** SELECTED PASSAGE **

What Is a Tax Audit?
The short version is that the IRS is checking your math — and your supporting documentation. It is a legal proceeding, not an accounting review. That distinction matters because it affects what rights you have, who should be handling the response, and what the consequences of getting it wrong look like.
The IRS audits approximately 0.5% of individual returns in a given year. But that average covers a wide range — the audit rate for high-income returns (over $10 million in income) runs closer to 8%, and certain return types (Schedule C sole proprietors, cash-intensive businesses, returns with large charitable deductions) draw more scrutiny than others.
The IRS has three years from the return's filing date to assess additional tax under IRC § 6501(a). If gross income was understated by more than 25%, that window extends to six years under IRC § 6501(e)(1). For fraud or a return that was never filed, there is no limitations period at all.
Not all tax audits are the same. The type the IRS initiates tells you a lot about how much attention they're paying, how many years they're looking at, and how seriously you need to take the response.
The 4 Types of IRS Audits
There are four main types of IRS audits, each with a different scope, format, and risk profile. Most taxpayers will only ever encounter a correspondence audit. Field audits are reserved for more complex cases. The TCMP audit is rare and essentially random.
Here is how they break down — each covered in detail below.
Correspondence Audit
Roughly 70% of all IRS audits are correspondence audits. If you've received a letter from the IRS questioning a specific line item — a charitable deduction, a business expense, a reported 1099 that doesn't match what the IRS has on file — this is likely what you're dealing with.
How a Correspondence Audit Works
The IRS sends an audit notice by mail — usually a CP2000 (automated notice proposing changes based on information return mismatches) or a Letter 525 (General 30-Day Letter, formally proposing adjustments after an examination). The letter identifies the specific item under review and asks you to either agree to the proposed change or submit documentation to support your original return.
You respond by mail. If your documentation is adequate, the IRS closes the case. If not, they may assess the additional tax or escalate to a more formal examination.
Typical Triggers
- A 1099 or W-2 that doesn't match what you reported (the IRS's automated matching program catches these)
- A large charitable deduction relative to your income
- Home office deductions or vehicle expense claims on Schedule C
- Unreported income from a side business or freelance work
How Long Does a Correspondence Audit Take?
Most correspondence audits resolve in 3 to 6 months, depending on how quickly you respond and whether a follow-up request is needed. The IRS gives you 30 days from the notice date to respond; extensions are generally available on request.
A correspondence audit that is not handled carefully can turn into something larger. If your response raises new questions, or if the IRS's automated systems flag additional items while the case is open, the scope can expand. That is one reason why, even for a "simple" correspondence audit, it is worth reading what the IRS is actually asking before assuming it's routine.
Office Audit (Desk Audit)
Office audits are less common than correspondence audits but more involved. The IRS has identified specific issues it wants to examine in person, and it has scheduled time with an examining agent to do it.
How an Office Audit Works
You receive an audit notice — typically a Letter 2205 or a similar scheduling letter — identifying the issues under review and the documents the IRS wants to see. You bring those records to the local IRS office and meet with an agent. The agent reviews the documentation, asks follow-up questions, and either closes the audit or requests additional information.
You can bring a representative with you. In most cases, if you have an attorney or enrolled agent handling the matter, they can attend the meeting in your place (with a valid Form 2848 Power of Attorney on file).

** WRITTEN INSTRUCTION 1 **
Pick out every row that contains the word "cloud".

** INPUT RECORDS **

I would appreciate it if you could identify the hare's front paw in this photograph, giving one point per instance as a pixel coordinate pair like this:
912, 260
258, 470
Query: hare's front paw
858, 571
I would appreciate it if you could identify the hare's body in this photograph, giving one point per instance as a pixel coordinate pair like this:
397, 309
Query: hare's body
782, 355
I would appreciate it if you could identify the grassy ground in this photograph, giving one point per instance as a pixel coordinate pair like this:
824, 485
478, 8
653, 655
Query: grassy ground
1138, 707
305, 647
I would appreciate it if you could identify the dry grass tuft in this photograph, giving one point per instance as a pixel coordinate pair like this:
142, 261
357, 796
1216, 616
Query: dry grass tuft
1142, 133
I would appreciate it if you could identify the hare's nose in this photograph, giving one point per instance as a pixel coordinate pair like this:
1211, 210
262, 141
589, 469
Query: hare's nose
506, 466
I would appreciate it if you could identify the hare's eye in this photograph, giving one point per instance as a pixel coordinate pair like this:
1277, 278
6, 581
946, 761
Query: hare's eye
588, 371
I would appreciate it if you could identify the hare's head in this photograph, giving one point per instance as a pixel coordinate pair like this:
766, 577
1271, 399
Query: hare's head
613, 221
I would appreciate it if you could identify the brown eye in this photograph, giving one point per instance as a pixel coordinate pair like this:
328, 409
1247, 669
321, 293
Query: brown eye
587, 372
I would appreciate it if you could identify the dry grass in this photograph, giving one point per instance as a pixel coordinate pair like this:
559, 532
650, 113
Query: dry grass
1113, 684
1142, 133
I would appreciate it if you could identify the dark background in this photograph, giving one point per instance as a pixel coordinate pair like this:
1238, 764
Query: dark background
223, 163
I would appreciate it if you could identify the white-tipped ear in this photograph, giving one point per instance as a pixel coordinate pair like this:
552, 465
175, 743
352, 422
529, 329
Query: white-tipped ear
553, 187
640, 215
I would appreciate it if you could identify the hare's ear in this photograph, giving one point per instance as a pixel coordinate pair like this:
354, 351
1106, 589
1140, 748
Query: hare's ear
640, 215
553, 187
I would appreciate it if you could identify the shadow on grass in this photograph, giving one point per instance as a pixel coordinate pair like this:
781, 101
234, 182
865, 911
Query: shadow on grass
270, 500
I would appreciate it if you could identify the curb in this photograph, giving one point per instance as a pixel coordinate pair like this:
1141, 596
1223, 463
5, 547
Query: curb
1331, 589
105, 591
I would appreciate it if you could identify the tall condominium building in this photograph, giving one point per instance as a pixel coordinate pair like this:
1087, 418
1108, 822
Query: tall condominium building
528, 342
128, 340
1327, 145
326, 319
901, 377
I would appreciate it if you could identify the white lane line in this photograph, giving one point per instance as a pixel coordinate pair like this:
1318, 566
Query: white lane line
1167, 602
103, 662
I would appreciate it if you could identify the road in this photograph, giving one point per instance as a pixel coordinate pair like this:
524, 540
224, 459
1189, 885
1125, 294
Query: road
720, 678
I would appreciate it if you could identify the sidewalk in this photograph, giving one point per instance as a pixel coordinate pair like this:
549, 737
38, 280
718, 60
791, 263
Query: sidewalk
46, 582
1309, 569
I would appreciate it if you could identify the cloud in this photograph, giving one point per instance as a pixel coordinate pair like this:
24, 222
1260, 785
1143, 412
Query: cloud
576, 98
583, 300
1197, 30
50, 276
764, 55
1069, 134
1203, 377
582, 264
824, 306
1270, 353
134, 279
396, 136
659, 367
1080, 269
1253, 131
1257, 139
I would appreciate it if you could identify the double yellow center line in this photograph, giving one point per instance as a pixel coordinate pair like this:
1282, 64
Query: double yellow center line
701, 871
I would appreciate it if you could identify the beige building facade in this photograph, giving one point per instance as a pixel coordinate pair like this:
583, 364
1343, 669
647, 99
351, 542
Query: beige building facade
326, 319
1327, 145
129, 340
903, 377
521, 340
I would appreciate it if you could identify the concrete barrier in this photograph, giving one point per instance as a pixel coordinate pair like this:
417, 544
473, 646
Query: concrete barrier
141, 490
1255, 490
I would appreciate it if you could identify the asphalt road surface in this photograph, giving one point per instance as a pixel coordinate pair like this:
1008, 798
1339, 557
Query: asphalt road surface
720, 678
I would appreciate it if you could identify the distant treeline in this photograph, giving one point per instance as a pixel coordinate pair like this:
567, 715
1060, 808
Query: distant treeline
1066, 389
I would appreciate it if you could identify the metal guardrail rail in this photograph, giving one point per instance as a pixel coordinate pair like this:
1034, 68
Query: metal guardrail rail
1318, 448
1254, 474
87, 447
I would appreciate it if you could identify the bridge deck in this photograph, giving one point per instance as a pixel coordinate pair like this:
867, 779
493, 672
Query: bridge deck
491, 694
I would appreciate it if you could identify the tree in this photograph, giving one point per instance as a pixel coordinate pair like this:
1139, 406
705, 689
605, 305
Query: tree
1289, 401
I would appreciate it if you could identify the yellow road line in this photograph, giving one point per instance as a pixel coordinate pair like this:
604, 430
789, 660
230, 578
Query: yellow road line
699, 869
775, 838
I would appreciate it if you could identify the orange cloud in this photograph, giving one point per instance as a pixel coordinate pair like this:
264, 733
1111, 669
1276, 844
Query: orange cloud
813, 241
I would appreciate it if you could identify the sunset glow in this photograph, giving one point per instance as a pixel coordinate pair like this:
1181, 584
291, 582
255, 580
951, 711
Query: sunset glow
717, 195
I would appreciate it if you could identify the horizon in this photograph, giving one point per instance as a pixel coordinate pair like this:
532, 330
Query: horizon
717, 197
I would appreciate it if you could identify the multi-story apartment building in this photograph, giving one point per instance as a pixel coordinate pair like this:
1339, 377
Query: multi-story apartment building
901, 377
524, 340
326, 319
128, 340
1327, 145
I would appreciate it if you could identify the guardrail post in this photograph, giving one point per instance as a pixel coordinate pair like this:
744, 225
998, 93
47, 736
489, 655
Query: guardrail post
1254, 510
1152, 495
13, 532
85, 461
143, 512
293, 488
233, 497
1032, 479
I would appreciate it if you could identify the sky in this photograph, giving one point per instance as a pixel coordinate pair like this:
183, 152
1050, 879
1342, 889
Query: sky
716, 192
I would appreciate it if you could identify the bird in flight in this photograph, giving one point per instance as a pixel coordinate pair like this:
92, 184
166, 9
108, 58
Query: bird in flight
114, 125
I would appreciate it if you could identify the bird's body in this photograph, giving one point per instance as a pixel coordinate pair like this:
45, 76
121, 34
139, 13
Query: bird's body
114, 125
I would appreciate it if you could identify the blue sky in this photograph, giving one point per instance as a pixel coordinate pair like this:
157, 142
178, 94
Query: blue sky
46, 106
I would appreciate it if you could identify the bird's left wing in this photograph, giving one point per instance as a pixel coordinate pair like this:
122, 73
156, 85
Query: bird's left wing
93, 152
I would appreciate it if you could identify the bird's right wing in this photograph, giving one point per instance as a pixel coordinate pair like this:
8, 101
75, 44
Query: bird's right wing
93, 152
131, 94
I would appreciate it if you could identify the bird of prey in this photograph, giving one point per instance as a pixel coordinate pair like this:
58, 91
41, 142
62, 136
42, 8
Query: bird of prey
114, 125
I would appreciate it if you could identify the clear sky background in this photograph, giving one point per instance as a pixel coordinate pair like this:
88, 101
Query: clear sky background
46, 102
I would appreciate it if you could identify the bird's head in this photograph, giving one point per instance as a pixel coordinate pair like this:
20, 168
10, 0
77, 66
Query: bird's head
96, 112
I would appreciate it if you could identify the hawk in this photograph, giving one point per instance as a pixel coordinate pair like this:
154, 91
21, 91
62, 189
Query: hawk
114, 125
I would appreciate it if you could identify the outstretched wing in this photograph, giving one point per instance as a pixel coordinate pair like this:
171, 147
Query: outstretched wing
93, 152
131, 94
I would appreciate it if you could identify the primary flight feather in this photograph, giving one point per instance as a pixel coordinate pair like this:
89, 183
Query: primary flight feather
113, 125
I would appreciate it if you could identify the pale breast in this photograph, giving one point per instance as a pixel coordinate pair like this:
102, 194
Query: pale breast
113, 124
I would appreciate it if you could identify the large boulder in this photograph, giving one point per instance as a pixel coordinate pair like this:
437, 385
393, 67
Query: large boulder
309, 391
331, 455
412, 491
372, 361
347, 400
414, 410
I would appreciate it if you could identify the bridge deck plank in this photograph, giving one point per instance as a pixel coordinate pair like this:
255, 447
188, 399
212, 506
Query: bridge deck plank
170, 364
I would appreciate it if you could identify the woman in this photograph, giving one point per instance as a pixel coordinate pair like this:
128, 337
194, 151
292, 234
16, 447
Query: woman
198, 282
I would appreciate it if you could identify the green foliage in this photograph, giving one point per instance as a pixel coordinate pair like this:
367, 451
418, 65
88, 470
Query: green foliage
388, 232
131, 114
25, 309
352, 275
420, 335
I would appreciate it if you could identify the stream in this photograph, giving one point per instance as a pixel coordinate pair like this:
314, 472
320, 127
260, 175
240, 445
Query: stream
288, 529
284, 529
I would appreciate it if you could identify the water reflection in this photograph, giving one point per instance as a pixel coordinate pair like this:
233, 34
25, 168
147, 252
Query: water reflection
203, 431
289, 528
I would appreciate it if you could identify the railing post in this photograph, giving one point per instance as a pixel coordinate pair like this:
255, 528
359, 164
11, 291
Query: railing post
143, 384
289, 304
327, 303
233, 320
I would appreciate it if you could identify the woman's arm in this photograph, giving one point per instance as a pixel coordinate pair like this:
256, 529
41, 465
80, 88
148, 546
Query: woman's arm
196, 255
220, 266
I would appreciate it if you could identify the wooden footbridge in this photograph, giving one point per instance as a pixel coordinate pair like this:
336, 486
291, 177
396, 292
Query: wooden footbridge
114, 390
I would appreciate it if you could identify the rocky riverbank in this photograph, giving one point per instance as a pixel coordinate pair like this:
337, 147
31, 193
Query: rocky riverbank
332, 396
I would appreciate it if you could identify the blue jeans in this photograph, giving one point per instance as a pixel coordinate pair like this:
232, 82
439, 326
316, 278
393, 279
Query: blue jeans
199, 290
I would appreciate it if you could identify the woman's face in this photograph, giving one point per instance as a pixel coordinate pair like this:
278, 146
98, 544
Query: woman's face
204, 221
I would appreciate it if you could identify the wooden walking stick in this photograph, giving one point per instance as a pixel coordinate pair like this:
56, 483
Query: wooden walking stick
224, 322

** WRITTEN INSTRUCTION 2 **
What typical triggers for a correspondence audit does the tax audit page list?

** WORKED ANSWER 1 **
I would appreciate it if you could identify the cloud in this photograph, giving one point per instance as a pixel coordinate pair like this:
Query: cloud
I would appreciate it if you could identify the orange cloud in this photograph, giving one point per instance as a pixel coordinate pair like this:
Query: orange cloud

** WORKED ANSWER 2 **
- A 1099 or W-2 that doesn't match what you reported (the IRS's automated matching program catches these)
- A large charitable deduction relative to your income
- Home office deductions or vehicle expense claims on Schedule C
- Unreported income from a side business or freelance work